* What is needed *
After locating "Spot every instance of the red" in the listing below, copy that line and each one after it exactly, ending with the line that has "Target: white shirt".

* Data supplied *

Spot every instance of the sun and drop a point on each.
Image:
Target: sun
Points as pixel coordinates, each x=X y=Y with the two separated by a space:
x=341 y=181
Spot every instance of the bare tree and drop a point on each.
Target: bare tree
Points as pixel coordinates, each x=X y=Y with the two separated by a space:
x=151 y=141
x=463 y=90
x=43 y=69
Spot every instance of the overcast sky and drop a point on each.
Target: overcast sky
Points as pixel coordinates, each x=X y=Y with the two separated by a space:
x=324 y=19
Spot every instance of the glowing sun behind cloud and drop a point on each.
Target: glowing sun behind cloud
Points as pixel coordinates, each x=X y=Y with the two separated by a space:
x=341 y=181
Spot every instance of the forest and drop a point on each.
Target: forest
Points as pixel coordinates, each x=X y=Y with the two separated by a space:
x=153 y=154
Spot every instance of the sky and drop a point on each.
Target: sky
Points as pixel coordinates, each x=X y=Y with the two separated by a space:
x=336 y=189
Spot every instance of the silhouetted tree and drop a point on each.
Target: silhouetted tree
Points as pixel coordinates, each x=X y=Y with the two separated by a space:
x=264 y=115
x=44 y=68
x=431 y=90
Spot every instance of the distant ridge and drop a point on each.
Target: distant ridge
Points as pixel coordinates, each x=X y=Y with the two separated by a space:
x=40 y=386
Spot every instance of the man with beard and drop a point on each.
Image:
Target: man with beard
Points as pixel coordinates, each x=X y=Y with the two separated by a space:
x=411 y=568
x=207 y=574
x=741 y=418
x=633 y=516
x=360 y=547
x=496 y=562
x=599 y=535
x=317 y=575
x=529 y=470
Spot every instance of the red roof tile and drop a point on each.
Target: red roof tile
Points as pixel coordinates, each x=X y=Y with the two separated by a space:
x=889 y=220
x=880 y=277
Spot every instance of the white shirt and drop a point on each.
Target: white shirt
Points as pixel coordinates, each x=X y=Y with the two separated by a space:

* Task answer *
Spot every instance of the red roof tile and drop a point on each.
Target: red roof tile
Points as pixel coordinates, each x=X y=Y with the two separated by a space:
x=889 y=220
x=880 y=277
Spot every instance of the white shirt and drop a point on each.
Target: white shirt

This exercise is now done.